Description of the task:
Answer these questions using the passage on the Lang-8 extraction scripts.
(a) Which version of Python do the programs support?
(b) What is the default learning language for the -l2 option?
(c) What character separates the learner sentence from the correct sentence in the output?

Supplied passage:
-- Begin --

These are the scripts for extracting error-correct pairs from the NAIST Lang-8 Learner Corpora These programs support only python 3.

How to use

For the Lang-8 Learner Corpora (raw format) in NAIST Lang-8 Learner Corpora

python extract_err-cor-pair.py -d lang-8-20111007-L1-v2.dat (-l1 [native_language]) (-l2 [learning_language; default: English]) (-tags)

Language list

['Korean', 'English', 'Japanese', 'Mandarin', 'Traditional Chinese', 'Vietnamese', 'German', 'French', 'Other language', 'Spanish', 'Indonesian', 'Russian', 'Arabic', 'Thai', 'Swedish', 'Dutch', 'Hebrew', 'Tagalog', 'Portuguese(Brazil)', 'Cantonese', 'Italian', 'Esperanto', 'Hawaiian', 'Afrikaans', 'Mongolian', 'Hindi', 'Polish', 'Finnish', 'Greek', 'Bihari', 'Farsi', 'Urdu', 'Turkish', 'Portuguese(Portugal)', 'Bulgarian', 'Norwegian', 'Romanian', 'Albanian', 'Ukrainian', 'Catalan', 'Latvian', 'Danish', 'Serbian', 'Slovak', 'Georgian', 'Hungarian', 'Malaysian', 'Icelandic', 'Latin', 'Laotian', 'Croatian', 'Lithuanian', 'Bengali', 'Tongan', 'Slovenian', 'Swahili', 'Irish', 'Czech', 'Estonian', 'Khmer', 'Javanese', 'Sinhalese', 'Sanskrit', 'Armenian', 'Tamil', 'Basque', 'Welsh', 'Bosnian', 'Macedonian', 'Telugu', 'Uzbek', 'Gaelic', 'Azerbaijanian', 'Tibetan', 'Panjabi', 'Marathi', 'Yiddish', 'Ainu', 'Haitian', 'Slavic']

For the Lang-8 Corpus of Learner English in NAIST Lang-8 Learner Corpora

python extract_err-cor_pair4en.py entries.train

Example of outputs

These outputs are pairs of learner sentence and correct sentence separated by tab character. If learner sentence and correct sentence are same, the programs output original sentence as correct sentence.

original sentence written by learners \t sentence corrected by native speakers
And he took in my favorite subject like soccer .        And he took in my favorite subjects like soccer .
It said that was disappointing .        It said that it was disappointing .

-- End --

(Dataset excerpts on object pointing)
-- Begin --

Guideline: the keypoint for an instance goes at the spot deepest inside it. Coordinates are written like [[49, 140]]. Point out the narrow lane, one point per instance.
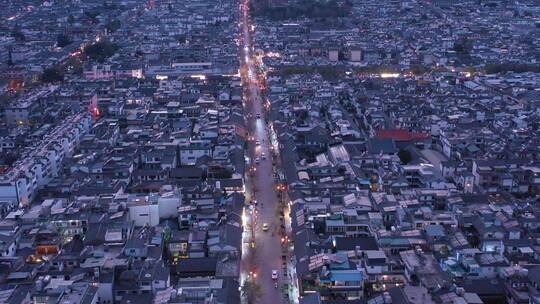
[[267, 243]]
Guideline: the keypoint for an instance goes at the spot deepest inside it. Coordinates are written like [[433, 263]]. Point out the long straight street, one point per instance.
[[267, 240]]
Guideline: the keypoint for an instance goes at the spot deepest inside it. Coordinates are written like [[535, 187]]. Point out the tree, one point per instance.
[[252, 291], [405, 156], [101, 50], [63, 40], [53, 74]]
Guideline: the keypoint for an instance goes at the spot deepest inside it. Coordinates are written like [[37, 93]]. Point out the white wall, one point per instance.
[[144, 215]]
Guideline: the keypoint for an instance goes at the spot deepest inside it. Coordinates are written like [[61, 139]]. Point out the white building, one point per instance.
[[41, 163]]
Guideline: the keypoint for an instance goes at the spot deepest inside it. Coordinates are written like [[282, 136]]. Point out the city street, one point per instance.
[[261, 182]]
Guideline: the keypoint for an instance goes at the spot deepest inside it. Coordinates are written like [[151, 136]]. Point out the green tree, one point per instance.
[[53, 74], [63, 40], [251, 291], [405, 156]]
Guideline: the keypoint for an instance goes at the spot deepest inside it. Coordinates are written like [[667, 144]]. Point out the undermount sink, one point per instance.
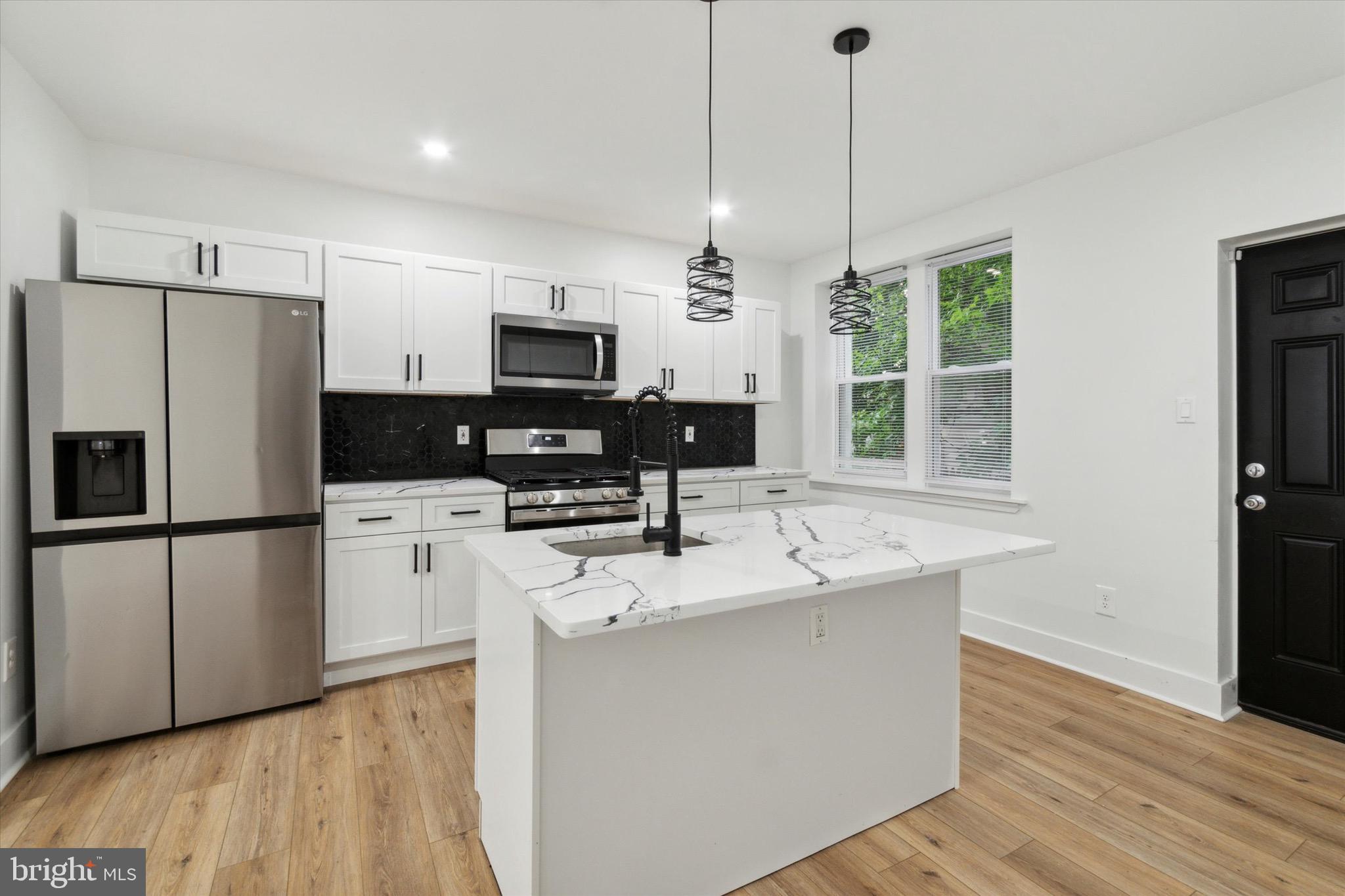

-- End --

Task response:
(a) Python 3
(b) English
(c) A tab character